| Quoted text |
════════════════════
Teacher and community organizer Tim Hernández wants to go from the classroom to political office
The state House District 4 seat was previously held by current City Councilmember Serena Gonzales-Gutierrez. The district encompasses Northside neighborhoods, where Hernández grew up, and West Denver.
Teacher and community organizer Tim Hernández officially announced that he would be running to fill the recently vacated House District 4 seat, which covers Northwest and West Denver.
“I’m from the neighborhood. I grew up here and I really care about this place,” Hernández said. “I’m ready to hop in and make sure that somebody’s up there championing what our students need, what our community needs and what all of us need.”
HD 4 encompasses Northside neighborhoods, where Hernández grew up, such as Berkeley, Chaffee Park, Sunnyside and the Highlands. It also has Westside neighborhoods including Sun Valley, West Colfax and Westwood.
Former state Rep. Serena Gonzales-Gutierrez vacated the seat when she was elected to Denver City Council.
════════════════════
| List of tasks |
• a. According to the Hernández article, why did Serena Gonzales-Gutierrez leave the House District 4 seat?
• b. Reproduce the part of the Hernández article that starts with "HD 4 encompasses" and goes on through "Colfax and Westwood.".
The material after the Hernández article is separate from it.
════════════════════
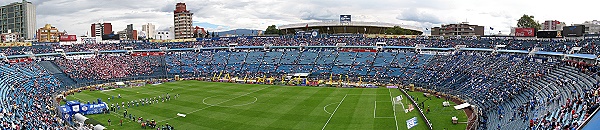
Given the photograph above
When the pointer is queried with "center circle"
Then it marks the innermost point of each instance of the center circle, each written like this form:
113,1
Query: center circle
229,100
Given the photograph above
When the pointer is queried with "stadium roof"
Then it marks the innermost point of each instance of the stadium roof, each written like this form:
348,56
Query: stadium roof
353,23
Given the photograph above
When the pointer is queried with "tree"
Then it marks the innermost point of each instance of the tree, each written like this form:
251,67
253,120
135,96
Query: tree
272,30
396,30
527,21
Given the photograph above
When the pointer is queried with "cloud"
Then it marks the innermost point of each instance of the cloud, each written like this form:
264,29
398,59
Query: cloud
75,16
417,15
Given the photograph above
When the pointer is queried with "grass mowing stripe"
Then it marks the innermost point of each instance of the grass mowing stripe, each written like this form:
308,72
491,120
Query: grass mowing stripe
215,104
394,107
333,112
277,107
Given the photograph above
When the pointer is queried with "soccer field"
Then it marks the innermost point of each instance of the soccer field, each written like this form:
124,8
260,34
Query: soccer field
209,105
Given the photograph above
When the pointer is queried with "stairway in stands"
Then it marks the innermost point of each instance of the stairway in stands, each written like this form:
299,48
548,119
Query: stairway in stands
57,72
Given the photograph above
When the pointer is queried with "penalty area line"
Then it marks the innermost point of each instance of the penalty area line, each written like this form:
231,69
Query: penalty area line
333,112
215,104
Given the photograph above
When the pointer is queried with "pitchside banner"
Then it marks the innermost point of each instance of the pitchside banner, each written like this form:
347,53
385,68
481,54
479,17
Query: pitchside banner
73,107
524,32
573,31
411,122
345,18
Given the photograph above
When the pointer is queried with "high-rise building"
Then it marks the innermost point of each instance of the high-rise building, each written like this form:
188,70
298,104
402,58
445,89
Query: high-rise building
18,17
149,30
48,34
183,22
464,29
101,29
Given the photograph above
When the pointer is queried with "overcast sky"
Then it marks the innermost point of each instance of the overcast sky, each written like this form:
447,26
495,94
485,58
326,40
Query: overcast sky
75,16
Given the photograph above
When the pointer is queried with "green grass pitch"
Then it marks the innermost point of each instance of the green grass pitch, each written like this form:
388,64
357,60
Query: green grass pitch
211,105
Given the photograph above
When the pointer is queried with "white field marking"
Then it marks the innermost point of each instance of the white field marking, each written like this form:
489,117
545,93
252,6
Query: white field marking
215,104
327,106
333,112
77,98
118,116
374,113
203,101
392,99
363,94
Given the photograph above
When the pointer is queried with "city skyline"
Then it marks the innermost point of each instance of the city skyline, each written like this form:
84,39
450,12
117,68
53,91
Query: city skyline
214,15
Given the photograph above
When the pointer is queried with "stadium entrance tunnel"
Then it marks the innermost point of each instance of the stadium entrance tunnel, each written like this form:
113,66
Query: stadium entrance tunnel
229,100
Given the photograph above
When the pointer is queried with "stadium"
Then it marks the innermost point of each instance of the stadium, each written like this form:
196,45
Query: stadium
314,83
349,27
349,75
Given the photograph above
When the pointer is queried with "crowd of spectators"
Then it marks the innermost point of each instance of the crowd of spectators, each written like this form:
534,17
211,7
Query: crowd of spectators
104,67
504,85
589,46
26,94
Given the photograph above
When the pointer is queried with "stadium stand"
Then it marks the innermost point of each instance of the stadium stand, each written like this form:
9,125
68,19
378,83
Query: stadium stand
511,90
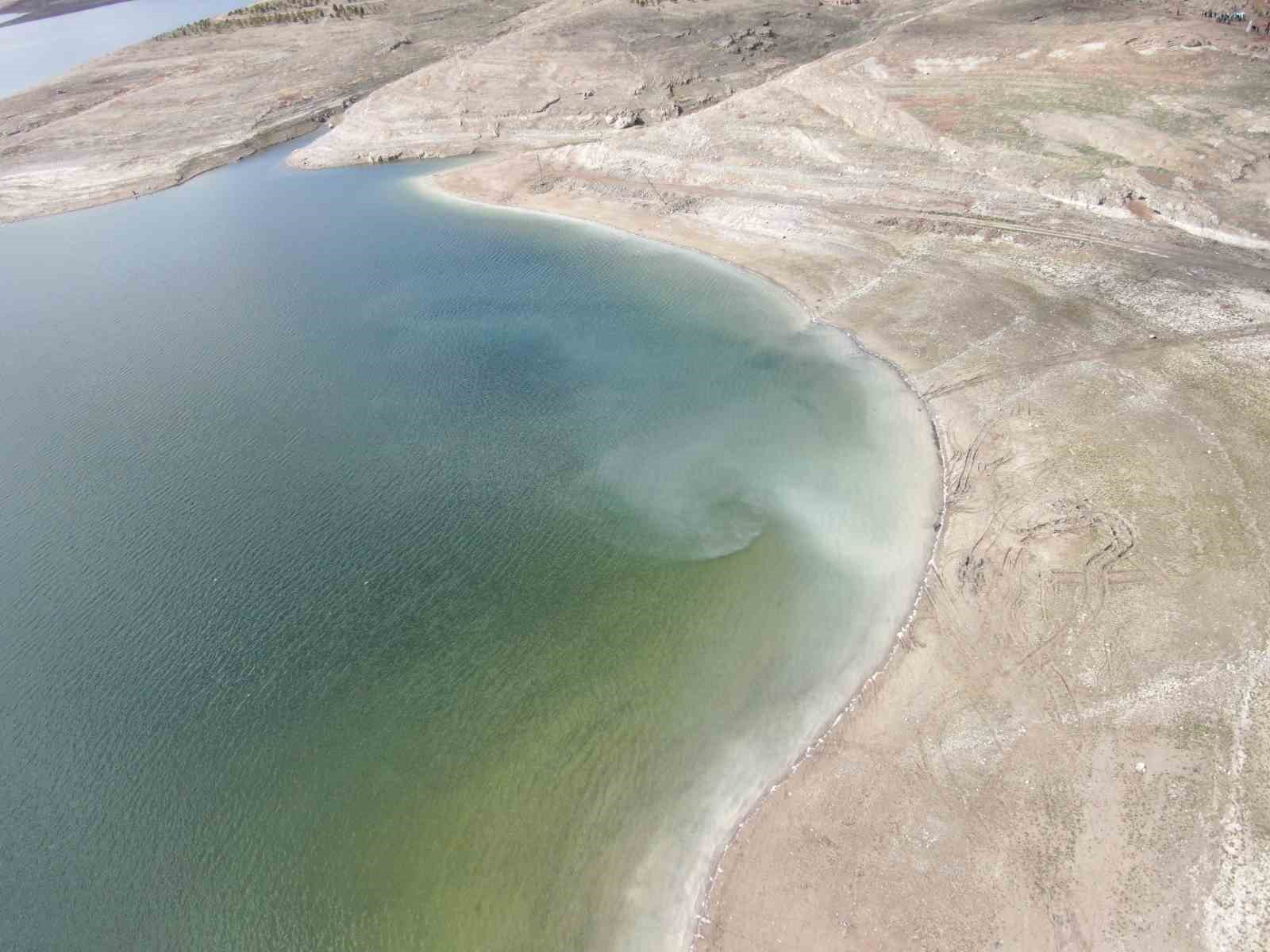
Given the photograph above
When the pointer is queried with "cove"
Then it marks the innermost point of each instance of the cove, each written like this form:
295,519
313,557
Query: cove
40,50
387,573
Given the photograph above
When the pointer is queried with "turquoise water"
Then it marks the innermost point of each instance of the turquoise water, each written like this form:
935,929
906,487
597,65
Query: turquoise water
41,50
385,573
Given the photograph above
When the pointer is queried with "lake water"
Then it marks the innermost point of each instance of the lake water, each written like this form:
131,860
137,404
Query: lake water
41,50
385,573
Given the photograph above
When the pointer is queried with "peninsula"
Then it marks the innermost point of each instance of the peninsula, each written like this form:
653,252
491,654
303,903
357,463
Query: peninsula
1054,220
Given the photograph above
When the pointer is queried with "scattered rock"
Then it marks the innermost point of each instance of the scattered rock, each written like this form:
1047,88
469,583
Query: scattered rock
624,120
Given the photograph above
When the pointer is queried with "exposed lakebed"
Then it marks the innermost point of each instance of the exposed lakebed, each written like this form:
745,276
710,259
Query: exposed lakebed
391,573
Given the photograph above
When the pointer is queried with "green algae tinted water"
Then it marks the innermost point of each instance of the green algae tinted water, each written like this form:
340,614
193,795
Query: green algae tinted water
385,573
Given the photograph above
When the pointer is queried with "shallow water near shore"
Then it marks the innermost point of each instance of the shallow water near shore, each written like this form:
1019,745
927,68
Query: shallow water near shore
387,573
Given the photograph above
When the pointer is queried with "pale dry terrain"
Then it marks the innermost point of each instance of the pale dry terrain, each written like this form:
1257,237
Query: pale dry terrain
154,114
1054,220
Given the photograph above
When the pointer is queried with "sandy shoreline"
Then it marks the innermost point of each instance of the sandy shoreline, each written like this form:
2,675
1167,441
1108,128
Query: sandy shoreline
1051,222
432,186
757,873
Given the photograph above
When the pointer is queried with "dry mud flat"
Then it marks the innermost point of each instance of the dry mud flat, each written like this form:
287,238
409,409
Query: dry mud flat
1071,748
1054,221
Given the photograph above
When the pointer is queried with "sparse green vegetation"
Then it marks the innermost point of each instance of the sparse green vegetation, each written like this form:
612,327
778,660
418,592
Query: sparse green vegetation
271,13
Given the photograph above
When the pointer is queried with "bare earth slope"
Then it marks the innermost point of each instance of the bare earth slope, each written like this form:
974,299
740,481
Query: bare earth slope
156,113
1054,221
152,116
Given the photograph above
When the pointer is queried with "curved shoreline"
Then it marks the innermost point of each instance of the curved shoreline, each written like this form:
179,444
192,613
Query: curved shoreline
429,184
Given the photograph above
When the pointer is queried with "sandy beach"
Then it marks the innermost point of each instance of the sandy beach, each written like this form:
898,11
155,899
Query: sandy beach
1053,224
1064,752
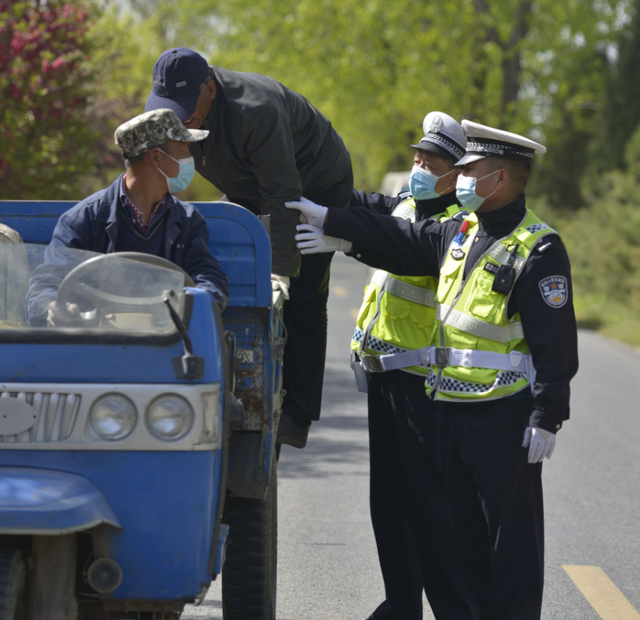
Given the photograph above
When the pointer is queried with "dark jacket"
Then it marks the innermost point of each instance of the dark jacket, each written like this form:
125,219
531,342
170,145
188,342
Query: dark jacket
420,249
93,224
267,144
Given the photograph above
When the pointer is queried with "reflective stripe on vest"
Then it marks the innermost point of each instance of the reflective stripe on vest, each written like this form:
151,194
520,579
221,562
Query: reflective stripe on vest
404,290
471,316
398,312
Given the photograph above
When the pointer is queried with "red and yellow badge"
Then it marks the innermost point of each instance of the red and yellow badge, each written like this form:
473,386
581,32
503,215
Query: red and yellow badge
554,291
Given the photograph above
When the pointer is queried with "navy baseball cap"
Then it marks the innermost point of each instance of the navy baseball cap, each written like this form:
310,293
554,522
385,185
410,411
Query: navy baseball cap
177,77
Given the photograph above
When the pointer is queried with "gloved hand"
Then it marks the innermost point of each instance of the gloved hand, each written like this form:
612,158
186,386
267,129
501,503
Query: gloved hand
280,283
541,443
311,213
312,240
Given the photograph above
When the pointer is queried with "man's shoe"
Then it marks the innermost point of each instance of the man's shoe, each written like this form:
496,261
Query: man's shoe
383,612
292,431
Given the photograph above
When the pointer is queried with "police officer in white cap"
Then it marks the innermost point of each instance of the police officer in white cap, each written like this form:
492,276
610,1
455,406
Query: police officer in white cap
414,536
505,351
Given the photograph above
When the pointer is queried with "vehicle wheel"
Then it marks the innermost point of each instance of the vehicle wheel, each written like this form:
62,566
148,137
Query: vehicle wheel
250,569
13,585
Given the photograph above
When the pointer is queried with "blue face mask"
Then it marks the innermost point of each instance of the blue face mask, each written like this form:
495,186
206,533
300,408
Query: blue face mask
466,192
422,183
185,176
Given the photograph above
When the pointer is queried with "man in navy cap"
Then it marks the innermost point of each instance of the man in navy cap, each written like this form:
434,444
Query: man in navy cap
504,352
139,213
267,144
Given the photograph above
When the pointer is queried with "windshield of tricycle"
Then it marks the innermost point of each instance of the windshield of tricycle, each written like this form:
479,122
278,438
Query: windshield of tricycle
60,288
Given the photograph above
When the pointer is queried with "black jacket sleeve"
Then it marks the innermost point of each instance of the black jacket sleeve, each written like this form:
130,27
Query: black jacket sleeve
378,202
269,146
549,325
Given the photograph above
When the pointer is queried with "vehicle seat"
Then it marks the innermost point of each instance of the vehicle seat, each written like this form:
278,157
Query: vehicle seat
14,279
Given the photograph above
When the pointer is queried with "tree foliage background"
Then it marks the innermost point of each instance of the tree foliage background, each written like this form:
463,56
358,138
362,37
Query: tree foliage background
564,73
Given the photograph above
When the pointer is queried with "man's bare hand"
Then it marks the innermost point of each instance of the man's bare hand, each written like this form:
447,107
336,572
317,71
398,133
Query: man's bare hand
57,316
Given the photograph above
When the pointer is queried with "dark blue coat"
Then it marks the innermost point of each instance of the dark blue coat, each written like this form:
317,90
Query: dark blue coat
93,224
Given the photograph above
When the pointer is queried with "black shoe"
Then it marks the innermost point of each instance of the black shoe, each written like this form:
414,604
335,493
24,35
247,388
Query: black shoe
292,431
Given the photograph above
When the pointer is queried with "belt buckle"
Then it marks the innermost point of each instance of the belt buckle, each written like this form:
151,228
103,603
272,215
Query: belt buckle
443,355
372,363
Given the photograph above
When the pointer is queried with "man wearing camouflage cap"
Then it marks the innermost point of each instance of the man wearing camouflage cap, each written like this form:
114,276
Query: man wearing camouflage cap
138,212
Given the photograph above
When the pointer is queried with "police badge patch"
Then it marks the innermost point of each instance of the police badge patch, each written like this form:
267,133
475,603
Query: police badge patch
436,125
554,291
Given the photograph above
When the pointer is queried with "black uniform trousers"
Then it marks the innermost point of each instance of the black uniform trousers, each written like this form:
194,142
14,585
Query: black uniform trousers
495,497
412,525
305,319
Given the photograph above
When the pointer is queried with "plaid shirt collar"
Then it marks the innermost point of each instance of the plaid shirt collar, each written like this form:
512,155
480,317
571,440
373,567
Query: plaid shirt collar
135,213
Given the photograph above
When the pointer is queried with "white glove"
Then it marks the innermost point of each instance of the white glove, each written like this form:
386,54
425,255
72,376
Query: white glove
541,443
312,240
280,283
310,212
════════════════════
| Solutions by task |
• a. She was elected to Denver City Council.

• b.
HD 4 encompasses Northside neighborhoods, where Hernández grew up, such as Berkeley, Chaffee Park, Sunnyside and the Highlands. It also has Westside neighborhoods including Sun Valley, West Colfax and Westwood.